Point labeling examples
+++

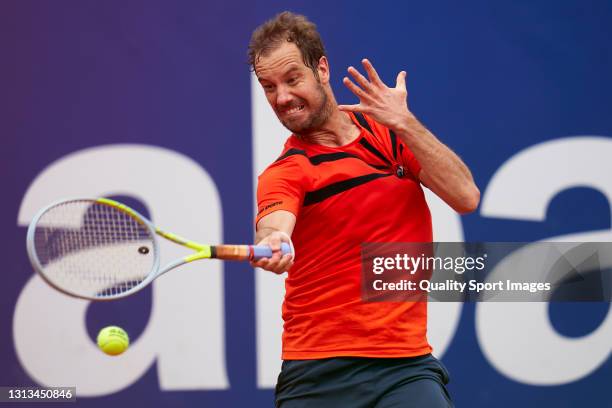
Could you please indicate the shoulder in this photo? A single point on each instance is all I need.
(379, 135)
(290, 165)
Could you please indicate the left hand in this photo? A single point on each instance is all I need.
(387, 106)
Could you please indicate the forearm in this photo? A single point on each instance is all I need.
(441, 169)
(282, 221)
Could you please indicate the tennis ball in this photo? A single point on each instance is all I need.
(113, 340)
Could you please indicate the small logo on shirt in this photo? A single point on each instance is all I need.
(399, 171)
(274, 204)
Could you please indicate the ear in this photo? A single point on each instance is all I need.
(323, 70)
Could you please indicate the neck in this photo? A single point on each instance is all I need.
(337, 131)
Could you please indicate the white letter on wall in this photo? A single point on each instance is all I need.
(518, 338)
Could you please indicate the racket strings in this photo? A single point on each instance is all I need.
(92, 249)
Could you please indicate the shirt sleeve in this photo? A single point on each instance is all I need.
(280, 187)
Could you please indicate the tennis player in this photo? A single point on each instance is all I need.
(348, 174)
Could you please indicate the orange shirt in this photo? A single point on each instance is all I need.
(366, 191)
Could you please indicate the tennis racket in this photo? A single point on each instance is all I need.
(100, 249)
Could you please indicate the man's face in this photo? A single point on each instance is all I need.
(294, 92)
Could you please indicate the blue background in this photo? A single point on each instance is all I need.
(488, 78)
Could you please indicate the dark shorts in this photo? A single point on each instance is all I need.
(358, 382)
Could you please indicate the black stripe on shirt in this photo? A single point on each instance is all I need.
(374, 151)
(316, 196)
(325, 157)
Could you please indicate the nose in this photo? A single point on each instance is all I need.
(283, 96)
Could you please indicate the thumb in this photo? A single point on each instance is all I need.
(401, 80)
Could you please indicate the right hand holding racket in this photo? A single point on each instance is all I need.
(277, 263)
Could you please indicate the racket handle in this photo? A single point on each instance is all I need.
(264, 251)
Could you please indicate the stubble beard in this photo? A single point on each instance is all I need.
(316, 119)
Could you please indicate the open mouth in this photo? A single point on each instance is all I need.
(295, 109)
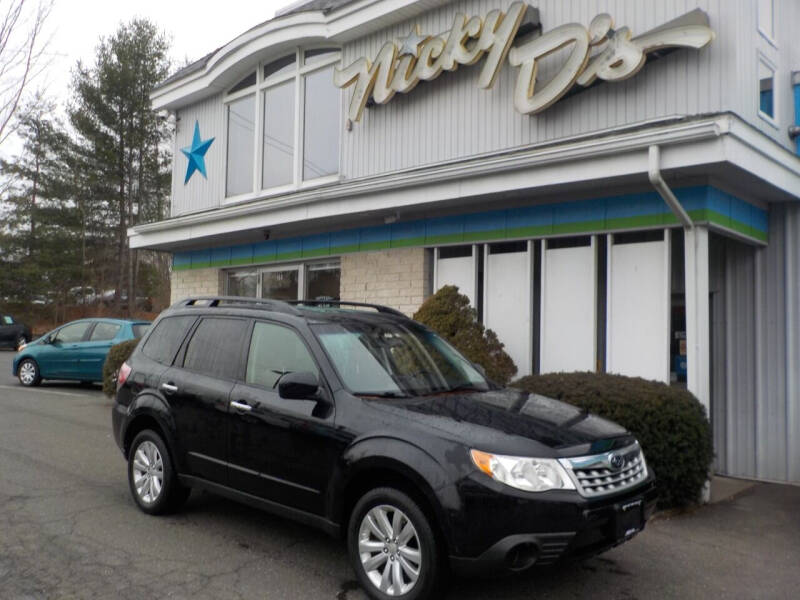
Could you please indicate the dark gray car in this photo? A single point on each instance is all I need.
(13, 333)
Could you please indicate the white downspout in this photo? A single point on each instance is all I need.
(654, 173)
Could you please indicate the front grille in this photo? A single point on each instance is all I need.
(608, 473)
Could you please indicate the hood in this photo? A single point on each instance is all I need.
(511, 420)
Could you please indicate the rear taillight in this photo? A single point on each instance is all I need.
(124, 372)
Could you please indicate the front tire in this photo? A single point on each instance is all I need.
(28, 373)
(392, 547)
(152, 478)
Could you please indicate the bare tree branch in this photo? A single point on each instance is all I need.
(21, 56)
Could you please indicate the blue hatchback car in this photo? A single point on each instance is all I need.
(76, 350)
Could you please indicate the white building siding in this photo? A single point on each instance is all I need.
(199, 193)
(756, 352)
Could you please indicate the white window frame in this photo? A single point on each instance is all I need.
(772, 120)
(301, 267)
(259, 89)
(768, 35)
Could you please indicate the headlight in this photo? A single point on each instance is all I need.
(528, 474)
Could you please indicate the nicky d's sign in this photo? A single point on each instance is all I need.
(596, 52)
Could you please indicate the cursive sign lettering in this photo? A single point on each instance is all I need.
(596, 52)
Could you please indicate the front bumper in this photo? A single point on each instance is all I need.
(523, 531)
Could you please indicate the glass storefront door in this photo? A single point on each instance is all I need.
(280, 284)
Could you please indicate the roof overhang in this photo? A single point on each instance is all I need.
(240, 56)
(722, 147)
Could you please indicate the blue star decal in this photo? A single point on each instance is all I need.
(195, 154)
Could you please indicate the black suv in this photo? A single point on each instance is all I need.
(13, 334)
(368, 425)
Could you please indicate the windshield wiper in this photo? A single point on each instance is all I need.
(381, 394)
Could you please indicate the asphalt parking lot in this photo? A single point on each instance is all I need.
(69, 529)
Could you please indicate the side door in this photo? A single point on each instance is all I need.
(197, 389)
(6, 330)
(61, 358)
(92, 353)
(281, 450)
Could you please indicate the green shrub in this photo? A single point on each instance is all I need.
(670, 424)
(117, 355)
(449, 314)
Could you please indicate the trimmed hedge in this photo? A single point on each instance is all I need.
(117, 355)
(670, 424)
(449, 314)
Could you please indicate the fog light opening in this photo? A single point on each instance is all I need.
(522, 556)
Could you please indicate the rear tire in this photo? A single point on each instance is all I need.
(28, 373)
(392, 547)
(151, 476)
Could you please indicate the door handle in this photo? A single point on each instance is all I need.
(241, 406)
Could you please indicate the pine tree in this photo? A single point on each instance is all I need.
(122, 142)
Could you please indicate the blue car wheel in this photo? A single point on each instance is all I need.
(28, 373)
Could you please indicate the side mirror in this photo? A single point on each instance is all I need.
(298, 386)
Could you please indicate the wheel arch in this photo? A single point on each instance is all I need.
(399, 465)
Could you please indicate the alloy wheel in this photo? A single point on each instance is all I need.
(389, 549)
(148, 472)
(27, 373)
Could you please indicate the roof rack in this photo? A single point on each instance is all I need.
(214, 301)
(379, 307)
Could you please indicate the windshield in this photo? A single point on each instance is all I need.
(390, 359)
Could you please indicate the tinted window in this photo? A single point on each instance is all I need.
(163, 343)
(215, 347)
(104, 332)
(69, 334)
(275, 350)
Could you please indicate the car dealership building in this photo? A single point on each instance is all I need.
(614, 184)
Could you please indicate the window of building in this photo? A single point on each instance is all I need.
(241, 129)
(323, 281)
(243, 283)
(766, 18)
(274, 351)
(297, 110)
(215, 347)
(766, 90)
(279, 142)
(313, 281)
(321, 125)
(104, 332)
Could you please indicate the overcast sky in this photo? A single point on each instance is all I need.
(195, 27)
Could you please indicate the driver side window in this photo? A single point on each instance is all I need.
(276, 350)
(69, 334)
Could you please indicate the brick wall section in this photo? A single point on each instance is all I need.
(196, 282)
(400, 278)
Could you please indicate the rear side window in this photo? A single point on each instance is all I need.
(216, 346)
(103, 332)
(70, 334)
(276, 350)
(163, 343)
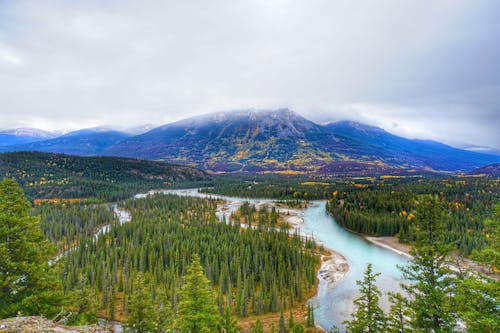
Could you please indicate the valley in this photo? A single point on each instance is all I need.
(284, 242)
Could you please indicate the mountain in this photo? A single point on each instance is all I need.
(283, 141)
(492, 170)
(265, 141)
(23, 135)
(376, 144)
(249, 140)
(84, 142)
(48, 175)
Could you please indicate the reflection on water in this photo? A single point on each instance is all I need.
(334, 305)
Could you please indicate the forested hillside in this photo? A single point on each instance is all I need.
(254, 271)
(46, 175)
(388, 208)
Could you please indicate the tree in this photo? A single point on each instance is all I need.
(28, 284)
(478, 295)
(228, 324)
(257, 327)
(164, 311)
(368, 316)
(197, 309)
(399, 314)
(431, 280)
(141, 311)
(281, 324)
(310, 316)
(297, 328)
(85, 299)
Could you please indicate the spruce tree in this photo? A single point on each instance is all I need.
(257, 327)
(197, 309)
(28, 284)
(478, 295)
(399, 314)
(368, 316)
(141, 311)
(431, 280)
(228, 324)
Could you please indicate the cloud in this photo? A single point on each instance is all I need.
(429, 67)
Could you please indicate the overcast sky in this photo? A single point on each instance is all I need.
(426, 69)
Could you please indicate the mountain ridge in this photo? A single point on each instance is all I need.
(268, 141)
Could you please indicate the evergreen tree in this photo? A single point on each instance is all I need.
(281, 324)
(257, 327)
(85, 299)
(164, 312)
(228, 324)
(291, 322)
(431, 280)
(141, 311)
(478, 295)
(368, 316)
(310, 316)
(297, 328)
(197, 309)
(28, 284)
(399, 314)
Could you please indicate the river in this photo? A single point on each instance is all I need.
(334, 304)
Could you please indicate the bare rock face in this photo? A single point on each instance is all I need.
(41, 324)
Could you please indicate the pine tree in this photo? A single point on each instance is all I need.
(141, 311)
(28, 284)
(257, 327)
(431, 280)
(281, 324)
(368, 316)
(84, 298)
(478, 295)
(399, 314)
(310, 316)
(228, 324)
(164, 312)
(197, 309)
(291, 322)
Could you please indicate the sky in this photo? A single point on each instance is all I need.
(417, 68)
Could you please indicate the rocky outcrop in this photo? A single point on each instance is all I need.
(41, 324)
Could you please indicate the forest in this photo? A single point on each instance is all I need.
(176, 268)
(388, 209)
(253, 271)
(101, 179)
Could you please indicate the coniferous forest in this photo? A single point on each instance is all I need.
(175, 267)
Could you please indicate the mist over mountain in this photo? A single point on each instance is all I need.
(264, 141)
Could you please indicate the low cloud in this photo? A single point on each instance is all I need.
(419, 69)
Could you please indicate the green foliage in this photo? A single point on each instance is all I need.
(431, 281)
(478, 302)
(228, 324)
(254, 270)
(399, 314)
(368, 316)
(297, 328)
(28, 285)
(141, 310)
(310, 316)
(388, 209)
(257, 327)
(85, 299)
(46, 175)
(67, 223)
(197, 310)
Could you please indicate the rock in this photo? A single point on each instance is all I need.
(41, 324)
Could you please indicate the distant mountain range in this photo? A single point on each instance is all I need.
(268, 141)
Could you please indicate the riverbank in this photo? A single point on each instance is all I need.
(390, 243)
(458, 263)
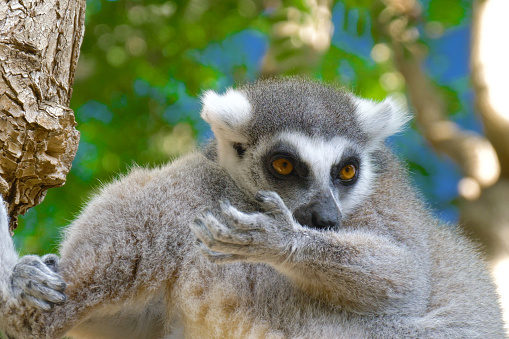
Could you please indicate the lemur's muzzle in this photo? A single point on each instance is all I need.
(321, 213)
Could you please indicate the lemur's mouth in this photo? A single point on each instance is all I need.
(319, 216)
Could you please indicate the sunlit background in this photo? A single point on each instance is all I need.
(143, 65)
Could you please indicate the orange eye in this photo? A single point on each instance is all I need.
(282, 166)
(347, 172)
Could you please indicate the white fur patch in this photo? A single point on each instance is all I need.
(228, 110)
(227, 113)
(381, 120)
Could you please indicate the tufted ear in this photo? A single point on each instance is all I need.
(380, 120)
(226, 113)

+++

▶ **Task description**
Reproduce word for word every line of the records from the one with "Could you please indicate the lemur's muzzle" through the end of the records, including both of those lines.

▶ **Correct output**
Could you please indicate the lemur's muzzle in this photo? A single point on each instance is all I need.
(321, 213)
Could you please indicate the lemur's mouth in this photo? A single point on each instance is all I need.
(319, 216)
Could you please indicate the sunlit background in this photo? A single point on each instance is all I need.
(143, 65)
Could you please indicate the orange eye in this photo? A single point on each instance is all I need.
(282, 166)
(347, 172)
Could you please indicate the white fur patch in this photo? A single point on each instance is all I need.
(228, 110)
(227, 113)
(381, 120)
Could you please indicate the tufted ear in this photo? A single point on each instance is all I need.
(380, 120)
(226, 113)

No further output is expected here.